▶ [WHAT YOU SHOULD DO] In the cancer blog post below, what did Robert expect to be told about the pain in his leg?

▶ [EXCERPTED TEXT]
Tuesday, June 06, 2006

Cancer sucks

Ninteen-year old Robert came with pain in his leg after playing basketball. He was expecting to be told that he had a muscle spasm or a sprained ankle. Instead we found that he had an aggressvie cancer that was destroying his bones and had already spread all over his body.

Last Friday which was my last day in the cancer center, we sent Robert to Hopsice, a service that takes care of dying patients expected to live less than six months. It was so devastating to tell a teenager who just joined college and was looking to become a lawyer and a basketball player that he wouldn't survive till next Christmas.

Cancer sucks, not because it kills people, after all there are many things that kill. Cancer sucks because it makes its victims feel the taste of death and live it everyday. You can sense that in the tone of agony in their voices and the looks of exhaustion in their eyes. You can tell they've been fighting for too long as you see them struggling to get out of bed and change their small "vomiting bucket" which have become an extension of their hands.

Those who survived cancer are lucky because cancer didn't break them but made them stronger. Those who are losing the battle usually know it before their doctors do but they don't stop fighting and as they lose the battle they do it with their heads held high after they accepted death but refused dying and didn't allow the loss on their last day to spoil their celebration of victory for a thousand days before that, and as cancer was destroying their bones and lungs it made their hearts stronger and their minds brighter.

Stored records

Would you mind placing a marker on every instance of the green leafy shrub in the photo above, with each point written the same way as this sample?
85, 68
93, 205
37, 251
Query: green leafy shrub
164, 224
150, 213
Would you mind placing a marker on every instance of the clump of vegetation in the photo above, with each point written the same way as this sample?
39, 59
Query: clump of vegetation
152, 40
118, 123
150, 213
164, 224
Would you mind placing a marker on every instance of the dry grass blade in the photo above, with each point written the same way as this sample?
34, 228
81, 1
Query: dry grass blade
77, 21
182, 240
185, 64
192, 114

▶ [REPLY] That he had a muscle spasm or a sprained ankle.